# Exercise objective:
Reproduce all of the records exactly.

'''

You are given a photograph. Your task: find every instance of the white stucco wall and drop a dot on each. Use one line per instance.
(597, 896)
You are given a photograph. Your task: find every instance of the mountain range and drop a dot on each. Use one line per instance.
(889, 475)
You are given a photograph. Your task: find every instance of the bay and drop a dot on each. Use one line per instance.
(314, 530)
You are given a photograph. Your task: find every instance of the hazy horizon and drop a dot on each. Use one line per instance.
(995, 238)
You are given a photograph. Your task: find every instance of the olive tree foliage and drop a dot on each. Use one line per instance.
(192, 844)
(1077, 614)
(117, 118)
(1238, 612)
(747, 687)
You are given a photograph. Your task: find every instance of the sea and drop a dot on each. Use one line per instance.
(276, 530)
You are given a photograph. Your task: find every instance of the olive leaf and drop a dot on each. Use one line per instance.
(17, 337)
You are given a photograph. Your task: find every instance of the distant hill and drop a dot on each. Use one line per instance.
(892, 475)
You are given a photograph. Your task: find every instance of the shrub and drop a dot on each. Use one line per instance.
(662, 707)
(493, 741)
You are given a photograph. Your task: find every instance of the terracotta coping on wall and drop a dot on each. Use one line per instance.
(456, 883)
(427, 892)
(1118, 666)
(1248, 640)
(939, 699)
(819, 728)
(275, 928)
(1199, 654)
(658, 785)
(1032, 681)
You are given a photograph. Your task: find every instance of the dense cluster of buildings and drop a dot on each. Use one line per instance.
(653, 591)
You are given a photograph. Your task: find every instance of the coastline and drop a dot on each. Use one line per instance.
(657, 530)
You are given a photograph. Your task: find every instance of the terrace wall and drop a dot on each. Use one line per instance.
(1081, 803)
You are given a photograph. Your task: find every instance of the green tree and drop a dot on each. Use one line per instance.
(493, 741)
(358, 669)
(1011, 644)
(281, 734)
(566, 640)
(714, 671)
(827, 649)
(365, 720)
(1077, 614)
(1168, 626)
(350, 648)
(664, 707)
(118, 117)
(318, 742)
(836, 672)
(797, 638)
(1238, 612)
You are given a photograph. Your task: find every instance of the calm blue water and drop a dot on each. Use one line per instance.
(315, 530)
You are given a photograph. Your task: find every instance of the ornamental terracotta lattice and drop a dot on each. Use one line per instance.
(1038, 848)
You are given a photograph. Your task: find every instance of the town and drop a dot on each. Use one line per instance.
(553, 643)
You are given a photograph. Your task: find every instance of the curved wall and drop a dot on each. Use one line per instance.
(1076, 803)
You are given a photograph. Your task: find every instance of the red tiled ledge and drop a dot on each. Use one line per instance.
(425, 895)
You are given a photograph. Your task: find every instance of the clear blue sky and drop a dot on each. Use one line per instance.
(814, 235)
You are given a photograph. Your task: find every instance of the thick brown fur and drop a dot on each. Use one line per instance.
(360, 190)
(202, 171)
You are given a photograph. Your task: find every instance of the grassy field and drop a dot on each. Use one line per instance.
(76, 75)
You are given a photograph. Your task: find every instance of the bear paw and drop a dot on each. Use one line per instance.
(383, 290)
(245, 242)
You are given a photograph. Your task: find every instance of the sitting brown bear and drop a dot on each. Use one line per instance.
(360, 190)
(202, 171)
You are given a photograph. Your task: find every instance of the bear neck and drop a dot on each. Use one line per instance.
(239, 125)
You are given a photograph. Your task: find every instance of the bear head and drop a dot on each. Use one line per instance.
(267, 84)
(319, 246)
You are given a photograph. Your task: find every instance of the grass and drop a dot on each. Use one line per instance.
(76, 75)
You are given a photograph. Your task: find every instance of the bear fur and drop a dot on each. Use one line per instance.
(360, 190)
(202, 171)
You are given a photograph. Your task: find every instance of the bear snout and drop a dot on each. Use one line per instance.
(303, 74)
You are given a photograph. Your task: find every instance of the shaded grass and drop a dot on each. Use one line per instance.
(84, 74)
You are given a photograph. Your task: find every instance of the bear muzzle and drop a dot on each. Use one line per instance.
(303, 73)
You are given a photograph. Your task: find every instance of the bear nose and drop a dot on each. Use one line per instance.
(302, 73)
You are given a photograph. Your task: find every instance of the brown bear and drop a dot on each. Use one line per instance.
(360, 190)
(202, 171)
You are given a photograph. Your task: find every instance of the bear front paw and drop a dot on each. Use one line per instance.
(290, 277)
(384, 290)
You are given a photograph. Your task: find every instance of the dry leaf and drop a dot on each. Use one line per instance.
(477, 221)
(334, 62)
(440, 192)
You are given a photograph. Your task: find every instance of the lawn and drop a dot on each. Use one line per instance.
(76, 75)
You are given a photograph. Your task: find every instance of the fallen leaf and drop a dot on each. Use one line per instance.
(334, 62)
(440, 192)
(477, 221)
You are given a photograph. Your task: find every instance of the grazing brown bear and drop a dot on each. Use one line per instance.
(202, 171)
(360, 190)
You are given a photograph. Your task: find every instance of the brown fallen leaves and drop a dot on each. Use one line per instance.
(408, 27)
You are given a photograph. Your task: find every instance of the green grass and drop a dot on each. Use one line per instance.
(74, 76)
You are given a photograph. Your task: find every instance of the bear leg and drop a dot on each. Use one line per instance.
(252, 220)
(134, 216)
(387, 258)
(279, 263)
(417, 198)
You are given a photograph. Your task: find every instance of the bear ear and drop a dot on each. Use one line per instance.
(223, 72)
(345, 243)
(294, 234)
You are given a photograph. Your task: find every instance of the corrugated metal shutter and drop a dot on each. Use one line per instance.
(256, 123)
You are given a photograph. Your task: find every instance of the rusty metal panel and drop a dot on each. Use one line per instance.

'''

# Result of this task:
You are given a photograph. Your task: find every instance of the white stucco wall and drop a dot on each. Use one line per instance.
(597, 896)
You are given a photograph. Your task: find every instance of the mountain range and drop a dot on each. Use one line per instance.
(889, 475)
You are given a photograph. Your task: find every instance of the bay and drop a dot on each. Use one line per instance.
(314, 530)
You are given a photograph. Your task: find every instance of the hazy horizon and drop a dot on each. Use one line per instance.
(995, 238)
You are given a photograph. Your task: find every instance of the olive tree foliage and drop a dot on each. Use one line per instance.
(192, 844)
(1077, 614)
(117, 118)
(1238, 612)
(747, 687)
You are given a photograph. Your task: find every instance of the sea and drop a dot on each. Use one line per instance.
(276, 530)
You are given a photograph. Your task: find every instance of the olive leaf and drop a dot on each. Use one line per instance.
(17, 337)
You are given a photograph. Your task: find every instance of the distant hill and drop a dot on each. Use one line per instance.
(892, 475)
You are given a photograph. Your task: find every instance of the shrub and drop a dot on each. Use one line per instance.
(662, 707)
(493, 741)
You are given a photograph. Your task: find every instance of the terracotta coping on wall and drop a dot on each. Use one line per instance.
(456, 883)
(427, 892)
(1118, 666)
(1248, 640)
(939, 699)
(819, 728)
(275, 928)
(1199, 654)
(658, 785)
(1032, 681)
You are given a photograph. Your task: find every instance of the dense cluster of buildings and drop a dot on each. Use one line per instance.
(653, 591)
You are given a photograph. Your task: find every instance of the coastline and drop a dot on each. Use one line per instance.
(657, 530)
You are given a photograph. Your task: find every instance of the terrace wall and drop a dot on each. Use one line per instance.
(1081, 803)
You are given a photograph. Your task: find every instance of the green tree and drop a dot on each. Use one line per instance.
(493, 741)
(358, 669)
(1011, 644)
(281, 734)
(566, 640)
(714, 671)
(827, 649)
(365, 720)
(1077, 614)
(1168, 626)
(350, 648)
(664, 707)
(118, 117)
(318, 742)
(836, 672)
(797, 638)
(1238, 612)
You are given a photograph. Your task: find every instance of the calm blue water and drop a dot on each. Use one line per instance.
(315, 530)
You are given a photograph. Your task: find every instance of the ornamental terracotta lattice and drop a dot on each. Use one line per instance.
(1038, 848)
You are given a photograph. Your task: find every instance of the town and drop a dot on each. Use one line per instance.
(553, 643)
You are given a photograph. Your task: find every instance of the curved wall and drop a dot on each. Use one line per instance.
(1076, 803)
You are given a photograph. Your task: find every instance of the red tiled ledge and drop a dot on each. Use one line per instance.
(425, 895)
You are given a photograph. Your task: find every instance of the clear blue sky and drop a dot on each. Use one line per instance.
(814, 235)
You are given a photograph. Your task: find every instance of the thick brown fur and drop a dot on each. Use one line per instance.
(360, 190)
(202, 171)
You are given a photograph. Your task: find every instance of the grassy field and drop a dot on each. Use one line per instance.
(76, 75)
You are given a photograph. Your task: find every instance of the bear paw and drop a dot on each. Use one line per instance.
(383, 290)
(245, 242)
You are given a photograph. Your task: find every instance of the sitting brown bear and drop a dot on each. Use one line per instance.
(360, 190)
(202, 171)
You are given a photograph. Your task: find every instance of the bear neck and drop a dot on each. Use one line per instance.
(239, 125)
You are given a photograph. Your task: find every instance of the bear head and drop a dot on each. Use one line per instance.
(267, 84)
(319, 246)
You are given a photograph. Your task: find every instance of the grass and drop a dot on each. Use one line per instance.
(76, 75)
You are given a photograph. Your task: find every instance of the bear fur and drop a dot on each. Use one line per instance.
(360, 190)
(202, 171)
You are given a photograph. Your task: find every instance of the bear snout and drop a dot on each. Use one line per instance.
(303, 74)
You are given a photograph. Your task: find every instance of the shaded grass and drop a dot on each. Use one line per instance.
(84, 74)
You are given a photograph. Your task: find every instance of the bear muzzle and drop a dot on each. Use one line per instance.
(303, 73)
You are given a photograph. Your task: find every instance of the bear nose and drop a dot on each. Use one line per instance.
(302, 73)
You are given a photograph. Your task: find every instance of the brown bear and drop a dot on each. Use one line per instance.
(360, 190)
(202, 171)
You are given a photograph. Your task: find every instance of the bear front paw and drop a dot on each. Use one line per instance.
(290, 277)
(384, 290)
You are given a photograph. Your task: find every instance of the dry leaf and drop a dot on each. Use one line per instance.
(477, 221)
(334, 62)
(440, 192)
You are given a photograph. Your task: find every instance of the lawn and drop a dot on each. Use one line per instance.
(76, 75)
You are given a photograph. Your task: find every instance of the fallen leaf and drop a dot on each. Use one line per instance.
(334, 62)
(440, 192)
(477, 221)
You are given a photograph. Your task: find every instance of the grazing brown bear and drop a dot on each. Use one line per instance.
(202, 171)
(360, 190)
You are given a photograph. Your task: find every instance of the brown fallen leaves and drop a dot on each. Use one line per instance.
(408, 27)
You are given a photograph. Your task: find every instance of the green grass and drop a dot on each. Use one line per instance.
(74, 76)
You are given a photograph. Your task: find every instance of the bear leg and drop a dot on each. Use one line per instance.
(252, 220)
(134, 216)
(387, 258)
(279, 263)
(417, 198)
You are given a photograph. Your task: find every instance of the bear ear and drop a dot on each. Use one line per instance.
(223, 72)
(345, 243)
(294, 234)
You are given a photograph. Your task: find every instance of the corrugated metal shutter and drop a dot on each. Use one line per instance.
(256, 123)
You are given a photograph. Your task: find every instance of the rusty metal panel and drop a dot on each. Use one line per instance.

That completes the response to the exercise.